Versi di Andreas Kalvos, Genova e Parigi, 1824 - 1826
Composizione: Primavera del 1969, Zatuna
Incisione: Maria Farandouri e Mikis Theodorakis, Londra 1961
E’compresa nel disco: «Canzoni della lotta», 1971
Il poeta Andreas Kalvos (Andrea Calvo in italiano, 1792-1869). Si tratta probabimente di un'immagine spuria, dato che non se ne conosce alcun ritratto noto in vita.
Ο ποιητής Ανδρέας Κἀλβος (1792-1860). Πρόκειται πιθανόν για ψευδή εικόνα, εφόσον δεν υπάρχει γνωστό πορτραίτο του.
Se le stazioni di questo calvario lasciarono molti segni sul suo corpo e nel suo spirito, a sua volta il musicista di segni, e molti, ne lasciò nello stesso periodo nella politica e nella cultura del suo paese e del mondo. In ognuna di queste tappe, infatti, egli riuscì a comporre musica, su versi propri o di altri poeti contemporanei ( Seferis, Eleftheriou, Anagnostakis e altri) e anche - ed è il caso di Andreas Kalvos - di un poeta del passato: musica che prendeva le mosse e si intrideva della situazione politica e personale in atto, ma pur sempre capace di cogliere nodi universali, tanto è vero che ancora si può dire tutta ascoltabile: e, infatti, è tuttora ascoltata. Musica che, sfuggita alle perquisizioni dei carcerieri, raggiunse l’Europa e il resto del mondo, contribuendo all’isolamento dei Colonnelli golpisti.

▶ **Esercizio A**: Secondo il testo su Andreas Kalvos, in quale disco è compresa la canzone?
▶ **Esercizio B**: Traduci in inglese questa frase del testo su Andreas Kalvos: "Musica che, sfuggita alle perquisizioni dei carcerieri, raggiunse l’Europa e il resto del mondo, contribuendo all’isolamento dei Colonnelli golpisti."
▶ **Esercizio C**: Prosegui il testo su Andreas Kalvos, ripartendo dopo la sua ultima frase.

[Estratti da un dataset]

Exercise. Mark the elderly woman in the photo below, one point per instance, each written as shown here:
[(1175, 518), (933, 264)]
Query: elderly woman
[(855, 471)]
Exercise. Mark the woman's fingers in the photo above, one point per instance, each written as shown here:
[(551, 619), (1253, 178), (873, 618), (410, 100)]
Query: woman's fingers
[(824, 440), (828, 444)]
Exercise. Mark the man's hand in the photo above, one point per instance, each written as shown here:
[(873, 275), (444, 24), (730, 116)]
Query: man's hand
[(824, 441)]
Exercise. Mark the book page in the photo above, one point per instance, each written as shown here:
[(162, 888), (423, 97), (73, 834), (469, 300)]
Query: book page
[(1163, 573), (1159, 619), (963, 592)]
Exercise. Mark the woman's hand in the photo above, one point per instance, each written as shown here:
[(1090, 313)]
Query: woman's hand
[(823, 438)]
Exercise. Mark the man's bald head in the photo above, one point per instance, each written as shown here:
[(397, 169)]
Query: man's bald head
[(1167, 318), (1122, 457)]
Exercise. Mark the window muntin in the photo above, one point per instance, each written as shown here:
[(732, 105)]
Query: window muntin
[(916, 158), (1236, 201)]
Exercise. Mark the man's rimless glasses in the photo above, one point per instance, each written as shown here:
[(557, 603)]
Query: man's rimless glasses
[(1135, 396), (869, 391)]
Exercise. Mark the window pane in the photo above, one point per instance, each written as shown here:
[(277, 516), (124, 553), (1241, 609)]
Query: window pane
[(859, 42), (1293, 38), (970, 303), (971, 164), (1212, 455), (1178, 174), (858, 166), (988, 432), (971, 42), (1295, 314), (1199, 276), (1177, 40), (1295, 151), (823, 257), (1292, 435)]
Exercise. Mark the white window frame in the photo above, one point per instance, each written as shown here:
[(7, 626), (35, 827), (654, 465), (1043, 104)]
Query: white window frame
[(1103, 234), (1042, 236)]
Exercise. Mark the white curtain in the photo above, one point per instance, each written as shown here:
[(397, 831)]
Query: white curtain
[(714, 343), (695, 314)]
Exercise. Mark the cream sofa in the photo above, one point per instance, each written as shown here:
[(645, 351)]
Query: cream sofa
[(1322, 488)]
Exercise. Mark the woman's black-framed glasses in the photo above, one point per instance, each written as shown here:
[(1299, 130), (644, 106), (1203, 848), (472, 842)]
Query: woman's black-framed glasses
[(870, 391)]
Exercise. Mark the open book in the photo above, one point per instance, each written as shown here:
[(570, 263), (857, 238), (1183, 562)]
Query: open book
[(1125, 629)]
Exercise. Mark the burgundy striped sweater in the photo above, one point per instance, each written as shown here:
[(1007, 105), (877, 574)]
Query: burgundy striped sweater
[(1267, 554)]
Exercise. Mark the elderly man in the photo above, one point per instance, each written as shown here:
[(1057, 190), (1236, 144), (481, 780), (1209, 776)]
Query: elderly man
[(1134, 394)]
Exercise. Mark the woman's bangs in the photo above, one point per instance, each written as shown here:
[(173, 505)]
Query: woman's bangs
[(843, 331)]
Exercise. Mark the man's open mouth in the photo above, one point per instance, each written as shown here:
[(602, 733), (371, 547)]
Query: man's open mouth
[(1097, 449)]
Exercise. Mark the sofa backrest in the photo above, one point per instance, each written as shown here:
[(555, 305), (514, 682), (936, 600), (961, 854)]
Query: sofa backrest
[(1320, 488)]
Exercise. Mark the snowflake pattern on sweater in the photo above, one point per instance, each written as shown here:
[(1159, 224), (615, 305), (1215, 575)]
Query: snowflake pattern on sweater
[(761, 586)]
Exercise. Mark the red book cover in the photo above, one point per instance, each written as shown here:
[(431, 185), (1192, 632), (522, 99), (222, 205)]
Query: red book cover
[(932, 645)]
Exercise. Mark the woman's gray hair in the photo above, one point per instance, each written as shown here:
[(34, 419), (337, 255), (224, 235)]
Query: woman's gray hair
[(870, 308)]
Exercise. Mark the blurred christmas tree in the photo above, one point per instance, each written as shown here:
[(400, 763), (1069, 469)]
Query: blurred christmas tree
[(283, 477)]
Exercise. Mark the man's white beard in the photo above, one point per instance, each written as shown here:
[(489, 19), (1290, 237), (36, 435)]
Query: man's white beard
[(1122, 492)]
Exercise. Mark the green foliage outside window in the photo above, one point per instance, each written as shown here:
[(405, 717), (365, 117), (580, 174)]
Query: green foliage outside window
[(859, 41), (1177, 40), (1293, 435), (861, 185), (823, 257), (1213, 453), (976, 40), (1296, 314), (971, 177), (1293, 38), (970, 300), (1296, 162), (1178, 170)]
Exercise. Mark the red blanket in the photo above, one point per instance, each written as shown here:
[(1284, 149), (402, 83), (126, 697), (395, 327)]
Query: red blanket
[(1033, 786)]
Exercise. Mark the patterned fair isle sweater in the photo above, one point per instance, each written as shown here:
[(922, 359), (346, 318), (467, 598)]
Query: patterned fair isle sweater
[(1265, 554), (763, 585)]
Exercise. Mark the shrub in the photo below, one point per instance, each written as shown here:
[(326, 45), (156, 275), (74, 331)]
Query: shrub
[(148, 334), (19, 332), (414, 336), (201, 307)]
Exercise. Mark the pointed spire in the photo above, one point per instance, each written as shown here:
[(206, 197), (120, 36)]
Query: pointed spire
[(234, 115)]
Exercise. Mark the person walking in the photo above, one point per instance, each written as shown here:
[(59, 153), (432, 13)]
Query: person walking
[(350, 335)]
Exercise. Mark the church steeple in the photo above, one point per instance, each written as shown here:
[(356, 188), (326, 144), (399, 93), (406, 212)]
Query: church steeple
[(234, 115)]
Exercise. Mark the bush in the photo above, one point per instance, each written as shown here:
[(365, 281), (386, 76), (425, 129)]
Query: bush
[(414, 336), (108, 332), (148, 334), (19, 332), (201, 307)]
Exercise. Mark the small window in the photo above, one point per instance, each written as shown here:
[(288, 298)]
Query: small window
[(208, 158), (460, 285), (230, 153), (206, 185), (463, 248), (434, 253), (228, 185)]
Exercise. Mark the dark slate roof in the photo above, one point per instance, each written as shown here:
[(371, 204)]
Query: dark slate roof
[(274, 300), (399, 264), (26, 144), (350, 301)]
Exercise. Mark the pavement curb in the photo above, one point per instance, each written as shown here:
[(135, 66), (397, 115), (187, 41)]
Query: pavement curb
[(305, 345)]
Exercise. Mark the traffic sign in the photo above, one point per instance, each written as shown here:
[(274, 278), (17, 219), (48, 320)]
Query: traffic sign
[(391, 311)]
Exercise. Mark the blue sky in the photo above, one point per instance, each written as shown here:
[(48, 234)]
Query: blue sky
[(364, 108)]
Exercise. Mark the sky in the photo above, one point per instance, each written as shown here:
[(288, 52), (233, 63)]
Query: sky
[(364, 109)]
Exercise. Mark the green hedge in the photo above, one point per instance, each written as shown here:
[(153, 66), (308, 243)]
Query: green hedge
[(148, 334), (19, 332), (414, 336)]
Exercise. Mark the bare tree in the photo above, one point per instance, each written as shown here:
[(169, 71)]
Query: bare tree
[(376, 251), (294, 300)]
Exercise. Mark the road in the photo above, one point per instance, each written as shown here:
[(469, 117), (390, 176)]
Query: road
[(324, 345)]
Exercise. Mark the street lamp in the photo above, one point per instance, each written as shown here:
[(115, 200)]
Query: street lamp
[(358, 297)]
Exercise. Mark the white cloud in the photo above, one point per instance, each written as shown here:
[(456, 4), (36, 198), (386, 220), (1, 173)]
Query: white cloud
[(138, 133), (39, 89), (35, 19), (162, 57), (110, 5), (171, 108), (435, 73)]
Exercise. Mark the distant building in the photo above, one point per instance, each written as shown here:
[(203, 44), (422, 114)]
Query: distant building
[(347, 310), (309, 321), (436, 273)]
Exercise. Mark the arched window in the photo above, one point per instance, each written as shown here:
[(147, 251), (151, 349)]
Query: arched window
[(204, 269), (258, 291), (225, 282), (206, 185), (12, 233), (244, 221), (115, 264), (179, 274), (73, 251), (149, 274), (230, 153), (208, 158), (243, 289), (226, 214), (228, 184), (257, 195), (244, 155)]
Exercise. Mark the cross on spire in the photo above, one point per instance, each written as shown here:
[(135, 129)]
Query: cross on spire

▶ **Risposta A**: Nel disco «Canzoni della lotta», del 1971.

▶ **Risposta B**: Music that, having escaped the jailers' searches, reached Europe and the rest of the world, contributing to the isolation of the coup-making Colonels.

▶ **Risposta C**:
Le ragioni della scelta di alcune delle Ὠιδαί di Andreas Kalvos («Odi» pubblicate nel 1824 e nel 1826), per il IV ciclo delle numerose “Arcadie” composte durante il confino di Zàtuna, è facilmente intuibile. Kalvos era stato un poeta civile, oltre che uno dei fondatori della lingua letteraria neogreca, (sia pur con scelte meno coerenti, tra “katharévoussa” e “dhimòtikì”, di quelle di Solomòs): e si era speso per incitare gli Elleni alla rivolta contro il dominio ottomano, sferzandone le meschinità e le viltà, e ammonendoli del prezzo altissimo della libertà, e del dovere imposto dalla stessa loro storia di riconquistarla. Fin troppo trasparente l’allusione ai Colonnelli, quando il testo di Kalvos parla dell’impossibilità che i Greci continuino a sopportare quei briganti (“ληστές”) dei Turchi.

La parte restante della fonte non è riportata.